- [Task item]:
Below are records. Find each line in them that holds the word "metal" and copy it.

= Beginning of Section =

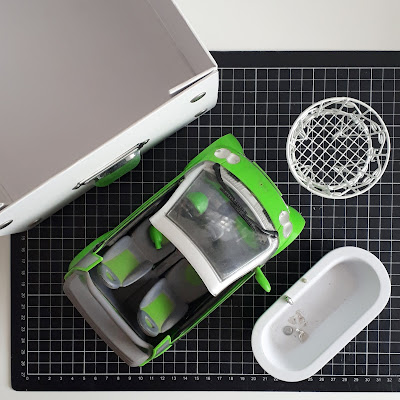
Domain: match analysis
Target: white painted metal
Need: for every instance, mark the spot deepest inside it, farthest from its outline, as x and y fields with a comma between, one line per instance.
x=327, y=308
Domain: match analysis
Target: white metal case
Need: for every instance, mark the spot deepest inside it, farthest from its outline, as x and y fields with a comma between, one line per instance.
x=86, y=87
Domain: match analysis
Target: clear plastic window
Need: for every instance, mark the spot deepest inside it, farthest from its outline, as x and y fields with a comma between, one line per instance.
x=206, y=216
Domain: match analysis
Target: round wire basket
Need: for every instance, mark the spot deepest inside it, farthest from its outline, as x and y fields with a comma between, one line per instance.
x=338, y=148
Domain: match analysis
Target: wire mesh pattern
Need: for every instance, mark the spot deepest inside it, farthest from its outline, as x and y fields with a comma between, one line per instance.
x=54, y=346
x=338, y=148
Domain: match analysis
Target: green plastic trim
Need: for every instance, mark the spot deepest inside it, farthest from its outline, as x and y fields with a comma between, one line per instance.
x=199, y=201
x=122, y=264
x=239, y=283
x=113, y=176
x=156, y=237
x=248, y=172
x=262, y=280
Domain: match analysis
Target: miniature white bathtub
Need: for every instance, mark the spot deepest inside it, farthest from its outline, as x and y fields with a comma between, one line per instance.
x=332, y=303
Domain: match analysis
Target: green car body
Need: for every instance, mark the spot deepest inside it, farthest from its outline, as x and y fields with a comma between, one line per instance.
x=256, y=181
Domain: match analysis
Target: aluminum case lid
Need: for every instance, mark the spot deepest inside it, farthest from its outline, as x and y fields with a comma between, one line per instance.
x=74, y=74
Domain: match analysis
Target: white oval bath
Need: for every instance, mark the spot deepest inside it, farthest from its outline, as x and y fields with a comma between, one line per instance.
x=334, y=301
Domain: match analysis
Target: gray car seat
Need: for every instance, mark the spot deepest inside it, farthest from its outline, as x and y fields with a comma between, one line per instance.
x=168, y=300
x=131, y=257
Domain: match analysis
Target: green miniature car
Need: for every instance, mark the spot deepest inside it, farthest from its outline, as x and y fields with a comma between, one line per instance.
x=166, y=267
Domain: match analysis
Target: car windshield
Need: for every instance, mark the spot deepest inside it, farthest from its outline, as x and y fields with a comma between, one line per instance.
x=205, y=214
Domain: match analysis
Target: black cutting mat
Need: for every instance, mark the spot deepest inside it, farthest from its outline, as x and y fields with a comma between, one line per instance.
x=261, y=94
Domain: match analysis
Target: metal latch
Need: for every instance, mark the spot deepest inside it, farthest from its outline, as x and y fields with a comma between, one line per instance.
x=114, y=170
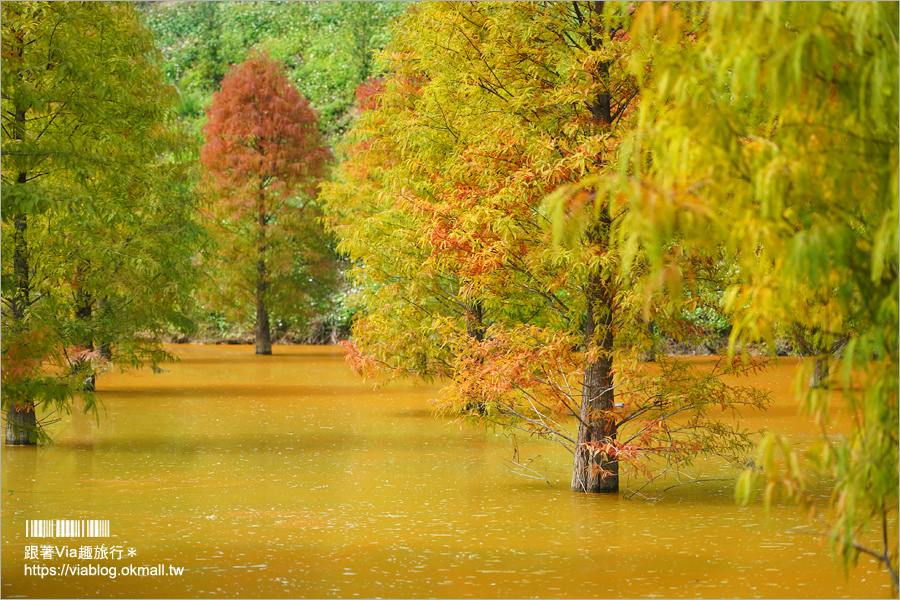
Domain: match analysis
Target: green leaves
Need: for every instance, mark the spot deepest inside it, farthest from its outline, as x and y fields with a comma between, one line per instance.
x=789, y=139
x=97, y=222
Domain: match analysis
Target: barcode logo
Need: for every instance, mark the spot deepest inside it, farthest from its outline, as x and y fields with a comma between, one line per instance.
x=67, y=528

= End of Section =

- [Completed exercise]:
Target: white painted metal
Target: white metal case
Target: metal latch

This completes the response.